[Task directions] Please copy the stretch from the start of the records through the line containing "column 247, row 411", renaming "finger" to "fingertip" everywhere and changing nothing else. Leave the pictures out of your copy.

[Object location annotation data]
------------------------------------------------

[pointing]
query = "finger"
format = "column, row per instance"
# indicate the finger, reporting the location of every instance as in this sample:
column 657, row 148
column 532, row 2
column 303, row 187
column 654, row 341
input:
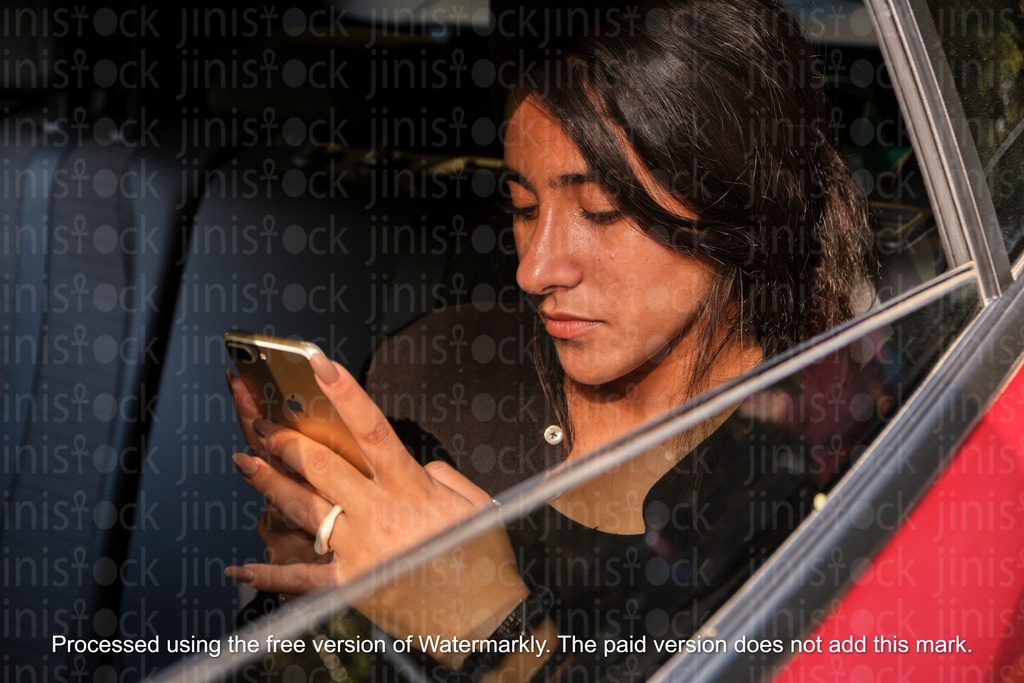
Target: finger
column 327, row 472
column 448, row 476
column 304, row 508
column 371, row 429
column 288, row 579
column 247, row 411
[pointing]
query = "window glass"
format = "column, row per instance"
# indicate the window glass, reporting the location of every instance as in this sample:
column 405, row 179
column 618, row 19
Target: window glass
column 632, row 601
column 871, row 134
column 983, row 41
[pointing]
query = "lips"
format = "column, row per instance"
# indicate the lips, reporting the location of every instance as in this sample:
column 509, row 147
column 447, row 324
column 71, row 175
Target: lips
column 562, row 326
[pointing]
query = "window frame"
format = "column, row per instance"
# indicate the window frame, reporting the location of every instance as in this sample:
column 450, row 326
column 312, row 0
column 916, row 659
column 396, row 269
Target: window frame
column 911, row 451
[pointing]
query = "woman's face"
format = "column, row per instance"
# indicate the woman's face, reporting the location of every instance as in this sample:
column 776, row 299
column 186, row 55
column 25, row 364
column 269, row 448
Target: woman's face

------------------------------------------------

[Exercise result]
[pointing]
query = "fingertip"
format = "column, row per instance"
# indicate the fingertip, reporting the location of every instance as in this sample:
column 657, row 148
column 532, row 2
column 303, row 187
column 654, row 341
input:
Target: fingertip
column 327, row 472
column 448, row 476
column 304, row 508
column 371, row 429
column 288, row 579
column 247, row 411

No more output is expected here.